House Robber
Problem
You are a professional robber planning to rob houses along a street. Each house has a certain amount of money stashed, the only constraint stopping you from robbing each of them is that adjacent houses have security system connected and it will automatically contact the police if two adjacent houses were broken into on the same night.
Given a list of non-negative integers representing the amount of money of each house, determine the maximum amount of money you can rob tonight without alerting the police.
Solution
DP solution with O(n) spaces
public class Solution {
public int rob(int[] nums) {
if (nums == null || nums.length == 0) return 0;
int len = nums.length;
if (len < 2) return nums[0];
int[] dp = new int[len];
dp[0] = nums[0];
dp[1] = Math.max(nums[0], nums[1]);
for (int i = 2; i < len; i++) {
dp[i] = Math.max(dp[i-1], nums[i] + dp[i-2]);
}
return dp[len - 1];
}
}
Iterative solution using the same idea as DP. O(1) space though.
public class Solution {
public int rob(int[] nums) {
int rob = 0, noRob = 0;
for (int num : nums) {
int temp = noRob;
noRob = Math.max(rob, noRob);
rob = num + temp;
}
return Math.max(rob, noRob);
}
}
Analysis
This is the typical DP problem.
For DP solution, we have dp[i] to record the max profit of ith home.

What you are asked to do
Print the full House Robber problem and solutions text word for word.

Position identification records:
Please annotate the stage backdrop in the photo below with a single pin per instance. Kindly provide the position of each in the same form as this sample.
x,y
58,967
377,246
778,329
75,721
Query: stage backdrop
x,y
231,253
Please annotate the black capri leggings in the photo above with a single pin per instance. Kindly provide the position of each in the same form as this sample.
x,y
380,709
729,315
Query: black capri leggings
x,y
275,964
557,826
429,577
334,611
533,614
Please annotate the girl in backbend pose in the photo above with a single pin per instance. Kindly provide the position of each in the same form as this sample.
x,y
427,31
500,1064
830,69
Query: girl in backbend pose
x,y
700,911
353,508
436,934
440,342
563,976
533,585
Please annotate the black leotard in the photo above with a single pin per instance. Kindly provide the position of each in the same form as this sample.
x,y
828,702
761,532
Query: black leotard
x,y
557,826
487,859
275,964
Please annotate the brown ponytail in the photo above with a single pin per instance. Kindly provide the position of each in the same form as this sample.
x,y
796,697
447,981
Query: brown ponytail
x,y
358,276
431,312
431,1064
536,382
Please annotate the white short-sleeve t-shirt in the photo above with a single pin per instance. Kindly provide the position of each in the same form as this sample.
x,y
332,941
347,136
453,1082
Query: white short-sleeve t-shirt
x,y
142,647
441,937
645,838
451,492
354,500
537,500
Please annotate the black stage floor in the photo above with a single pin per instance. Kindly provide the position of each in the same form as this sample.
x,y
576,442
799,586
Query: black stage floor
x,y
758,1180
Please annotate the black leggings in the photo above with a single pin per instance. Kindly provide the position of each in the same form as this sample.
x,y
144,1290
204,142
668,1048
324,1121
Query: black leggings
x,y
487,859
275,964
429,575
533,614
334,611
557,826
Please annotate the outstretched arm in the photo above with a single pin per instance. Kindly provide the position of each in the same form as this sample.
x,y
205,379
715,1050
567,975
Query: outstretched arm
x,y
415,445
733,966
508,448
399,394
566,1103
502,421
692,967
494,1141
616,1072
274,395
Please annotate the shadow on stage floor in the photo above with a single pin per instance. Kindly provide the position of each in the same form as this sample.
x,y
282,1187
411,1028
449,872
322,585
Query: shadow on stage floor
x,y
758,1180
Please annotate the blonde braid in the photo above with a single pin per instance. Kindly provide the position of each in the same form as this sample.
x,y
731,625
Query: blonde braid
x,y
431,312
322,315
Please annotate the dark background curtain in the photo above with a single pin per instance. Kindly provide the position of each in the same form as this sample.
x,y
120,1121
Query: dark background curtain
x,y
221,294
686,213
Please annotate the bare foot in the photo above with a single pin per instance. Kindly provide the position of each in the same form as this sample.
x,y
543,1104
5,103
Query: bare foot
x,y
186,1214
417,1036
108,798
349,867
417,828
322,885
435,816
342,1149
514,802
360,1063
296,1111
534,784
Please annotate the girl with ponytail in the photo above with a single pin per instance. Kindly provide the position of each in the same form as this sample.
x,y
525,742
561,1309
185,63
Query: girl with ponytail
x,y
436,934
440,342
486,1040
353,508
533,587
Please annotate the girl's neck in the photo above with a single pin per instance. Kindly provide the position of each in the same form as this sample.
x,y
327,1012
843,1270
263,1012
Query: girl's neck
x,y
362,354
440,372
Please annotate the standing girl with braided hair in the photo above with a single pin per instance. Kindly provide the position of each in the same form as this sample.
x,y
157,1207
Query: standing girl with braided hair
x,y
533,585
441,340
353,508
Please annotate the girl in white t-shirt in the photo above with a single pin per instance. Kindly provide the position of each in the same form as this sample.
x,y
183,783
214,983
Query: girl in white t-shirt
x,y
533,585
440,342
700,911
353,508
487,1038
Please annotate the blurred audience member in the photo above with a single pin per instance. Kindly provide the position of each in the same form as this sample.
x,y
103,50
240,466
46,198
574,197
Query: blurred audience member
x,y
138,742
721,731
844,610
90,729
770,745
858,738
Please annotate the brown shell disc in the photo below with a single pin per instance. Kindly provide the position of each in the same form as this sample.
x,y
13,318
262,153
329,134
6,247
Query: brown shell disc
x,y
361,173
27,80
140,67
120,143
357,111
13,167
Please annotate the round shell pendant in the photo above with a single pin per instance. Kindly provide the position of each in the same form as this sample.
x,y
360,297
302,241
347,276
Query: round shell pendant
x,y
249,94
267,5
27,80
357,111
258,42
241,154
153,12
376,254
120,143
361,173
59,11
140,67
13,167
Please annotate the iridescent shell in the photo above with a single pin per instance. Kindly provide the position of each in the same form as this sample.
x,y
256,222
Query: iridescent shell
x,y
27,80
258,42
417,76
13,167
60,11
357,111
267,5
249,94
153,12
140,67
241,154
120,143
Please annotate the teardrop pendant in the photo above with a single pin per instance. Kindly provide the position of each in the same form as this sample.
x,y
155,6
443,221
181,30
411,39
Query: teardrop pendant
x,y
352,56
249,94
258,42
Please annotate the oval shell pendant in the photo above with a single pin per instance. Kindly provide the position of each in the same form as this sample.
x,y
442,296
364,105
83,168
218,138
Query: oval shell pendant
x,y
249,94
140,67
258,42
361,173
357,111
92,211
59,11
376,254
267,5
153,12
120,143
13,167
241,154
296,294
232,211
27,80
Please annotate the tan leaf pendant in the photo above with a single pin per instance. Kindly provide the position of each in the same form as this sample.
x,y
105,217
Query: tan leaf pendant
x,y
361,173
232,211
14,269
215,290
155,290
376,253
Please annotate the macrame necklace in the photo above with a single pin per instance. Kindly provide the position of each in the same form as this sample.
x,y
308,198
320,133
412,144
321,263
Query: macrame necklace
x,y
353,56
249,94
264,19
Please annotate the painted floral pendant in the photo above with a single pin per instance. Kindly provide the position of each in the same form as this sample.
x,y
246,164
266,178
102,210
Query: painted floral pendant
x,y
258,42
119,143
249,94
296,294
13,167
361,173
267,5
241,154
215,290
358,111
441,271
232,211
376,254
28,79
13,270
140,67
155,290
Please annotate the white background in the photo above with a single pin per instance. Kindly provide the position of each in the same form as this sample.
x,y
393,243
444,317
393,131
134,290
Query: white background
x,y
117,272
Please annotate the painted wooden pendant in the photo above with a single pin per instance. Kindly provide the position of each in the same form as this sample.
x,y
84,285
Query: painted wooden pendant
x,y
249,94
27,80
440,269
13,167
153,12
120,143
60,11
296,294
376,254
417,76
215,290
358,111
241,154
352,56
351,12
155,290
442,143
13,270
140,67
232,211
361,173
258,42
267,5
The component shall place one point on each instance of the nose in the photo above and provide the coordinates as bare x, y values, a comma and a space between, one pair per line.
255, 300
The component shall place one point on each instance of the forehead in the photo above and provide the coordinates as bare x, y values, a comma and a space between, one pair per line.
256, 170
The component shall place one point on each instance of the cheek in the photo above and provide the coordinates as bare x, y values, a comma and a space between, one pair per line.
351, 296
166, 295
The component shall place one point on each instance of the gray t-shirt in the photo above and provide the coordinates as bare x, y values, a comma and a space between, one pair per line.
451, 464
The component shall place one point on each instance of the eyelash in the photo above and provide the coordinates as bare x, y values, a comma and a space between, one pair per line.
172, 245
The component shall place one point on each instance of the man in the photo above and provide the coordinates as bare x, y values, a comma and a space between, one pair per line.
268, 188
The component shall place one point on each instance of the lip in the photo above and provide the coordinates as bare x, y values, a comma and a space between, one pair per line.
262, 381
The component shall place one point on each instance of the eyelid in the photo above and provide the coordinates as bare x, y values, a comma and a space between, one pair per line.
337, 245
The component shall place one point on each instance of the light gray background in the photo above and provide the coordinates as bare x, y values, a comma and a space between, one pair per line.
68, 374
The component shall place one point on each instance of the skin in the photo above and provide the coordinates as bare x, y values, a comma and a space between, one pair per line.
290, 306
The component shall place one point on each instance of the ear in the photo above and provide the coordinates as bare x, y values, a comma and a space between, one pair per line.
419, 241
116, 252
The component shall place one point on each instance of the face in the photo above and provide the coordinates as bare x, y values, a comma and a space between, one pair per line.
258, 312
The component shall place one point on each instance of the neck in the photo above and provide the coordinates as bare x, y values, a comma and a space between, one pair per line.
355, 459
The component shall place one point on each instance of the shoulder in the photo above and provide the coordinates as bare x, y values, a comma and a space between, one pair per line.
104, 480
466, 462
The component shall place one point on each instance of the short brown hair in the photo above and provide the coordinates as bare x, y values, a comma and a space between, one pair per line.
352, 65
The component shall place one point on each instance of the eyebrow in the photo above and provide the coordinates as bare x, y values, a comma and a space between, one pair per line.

Result of the exercise
House Robber
Problem
You are a professional robber planning to rob houses along a street. Each house has a certain amount of money stashed, the only constraint stopping you from robbing each of them is that adjacent houses have security system connected and it will automatically contact the police if two adjacent houses were broken into on the same night.
Given a list of non-negative integers representing the amount of money of each house, determine the maximum amount of money you can rob tonight without alerting the police.
Solution
DP solution with O(n) spaces
public class Solution {
public int rob(int[] nums) {
if (nums == null || nums.length == 0) return 0;
int len = nums.length;
if (len < 2) return nums[0];
int[] dp = new int[len];
dp[0] = nums[0];
dp[1] = Math.max(nums[0], nums[1]);
for (int i = 2; i < len; i++) {
dp[i] = Math.max(dp[i-1], nums[i] + dp[i-2]);
}
return dp[len - 1];
}
}
Iterative solution using the same idea as DP. O(1) space though.
public class Solution {
public int rob(int[] nums) {
int rob = 0, noRob = 0;
for (int num : nums) {
int temp = noRob;
noRob = Math.max(rob, noRob);
rob = num + temp;
}
return Math.max(rob, noRob);
}
}
Analysis
This is the typical DP problem.
For DP solution, we have dp[i] to record the max profit of ith home.